» PROBLEM DESCRIPTION
Without including any pictures, please copy every entry below exactly.

Stored records:
- Opening Delimiter -

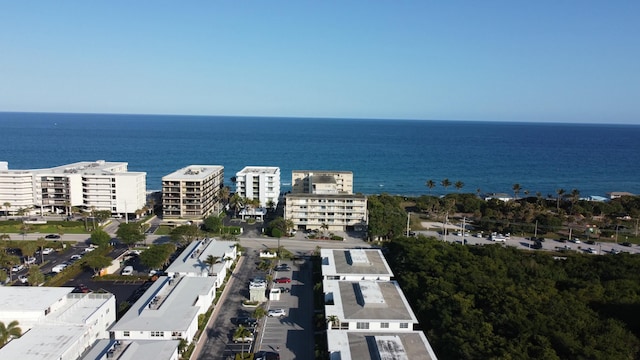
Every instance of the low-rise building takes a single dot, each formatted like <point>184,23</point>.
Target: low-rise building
<point>368,316</point>
<point>324,201</point>
<point>192,192</point>
<point>259,182</point>
<point>168,310</point>
<point>193,260</point>
<point>91,185</point>
<point>56,323</point>
<point>354,265</point>
<point>134,350</point>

- Closing Delimiter -

» TASK RESPONSE
Every instance of the low-rise building takes a single dot, each formatted like <point>184,23</point>.
Target: low-rise building
<point>368,316</point>
<point>324,201</point>
<point>192,192</point>
<point>259,182</point>
<point>168,310</point>
<point>193,260</point>
<point>91,185</point>
<point>56,323</point>
<point>354,265</point>
<point>134,350</point>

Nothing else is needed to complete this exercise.